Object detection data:
◆ ◆ ◆ ◆ ◆
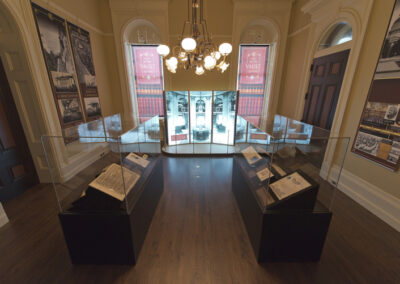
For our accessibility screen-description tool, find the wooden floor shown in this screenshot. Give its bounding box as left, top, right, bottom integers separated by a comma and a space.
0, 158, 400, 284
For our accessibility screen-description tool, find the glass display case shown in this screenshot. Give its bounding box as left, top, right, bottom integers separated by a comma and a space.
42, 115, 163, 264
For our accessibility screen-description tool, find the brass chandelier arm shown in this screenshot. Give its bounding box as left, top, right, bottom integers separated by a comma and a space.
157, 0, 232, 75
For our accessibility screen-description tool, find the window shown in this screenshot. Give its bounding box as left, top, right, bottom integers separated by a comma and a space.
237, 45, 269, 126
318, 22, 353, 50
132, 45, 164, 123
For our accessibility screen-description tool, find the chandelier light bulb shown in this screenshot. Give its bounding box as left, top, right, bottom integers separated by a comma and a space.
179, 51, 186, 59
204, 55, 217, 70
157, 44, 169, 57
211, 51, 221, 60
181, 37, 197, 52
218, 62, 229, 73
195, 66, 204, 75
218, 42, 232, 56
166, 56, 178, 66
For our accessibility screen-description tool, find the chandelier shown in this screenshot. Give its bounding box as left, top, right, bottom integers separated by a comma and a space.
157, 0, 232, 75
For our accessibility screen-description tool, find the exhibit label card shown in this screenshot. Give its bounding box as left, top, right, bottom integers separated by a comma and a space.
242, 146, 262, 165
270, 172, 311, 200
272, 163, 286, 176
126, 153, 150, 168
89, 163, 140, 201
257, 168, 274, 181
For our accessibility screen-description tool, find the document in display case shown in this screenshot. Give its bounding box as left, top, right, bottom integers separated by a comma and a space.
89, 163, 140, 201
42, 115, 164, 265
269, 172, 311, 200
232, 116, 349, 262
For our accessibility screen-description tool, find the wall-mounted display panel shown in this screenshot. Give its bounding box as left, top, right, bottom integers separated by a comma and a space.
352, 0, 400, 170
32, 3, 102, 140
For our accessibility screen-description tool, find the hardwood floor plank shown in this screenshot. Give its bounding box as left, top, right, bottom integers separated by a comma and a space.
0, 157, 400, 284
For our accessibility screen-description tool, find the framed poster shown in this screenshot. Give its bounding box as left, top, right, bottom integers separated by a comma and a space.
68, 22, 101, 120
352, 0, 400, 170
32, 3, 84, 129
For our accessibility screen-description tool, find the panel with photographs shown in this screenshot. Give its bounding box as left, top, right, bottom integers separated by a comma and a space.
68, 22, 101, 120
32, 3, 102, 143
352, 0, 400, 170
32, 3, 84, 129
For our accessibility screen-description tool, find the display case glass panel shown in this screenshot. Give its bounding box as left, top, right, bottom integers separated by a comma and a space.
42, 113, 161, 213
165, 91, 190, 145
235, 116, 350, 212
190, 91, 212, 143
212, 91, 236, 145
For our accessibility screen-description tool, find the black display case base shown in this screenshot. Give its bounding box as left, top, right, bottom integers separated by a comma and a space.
◆ ◆ ◆ ◆ ◆
→ **YOUR TASK**:
Gather every line of the records that contains the word "floor", treating uppercase and lowercase letters as different.

→ **RESPONSE**:
For our accessibility screen-description tool, find the wooden floor shown in this screenshot. Give its bounding box as left, top, right, bottom integers separated by a comma and a space.
For our accessibility screen-description tool, find the hardwood floor plank shown in this screenshot. Give its bounding box as left, top, right, bottom integers separated by a comma and a space.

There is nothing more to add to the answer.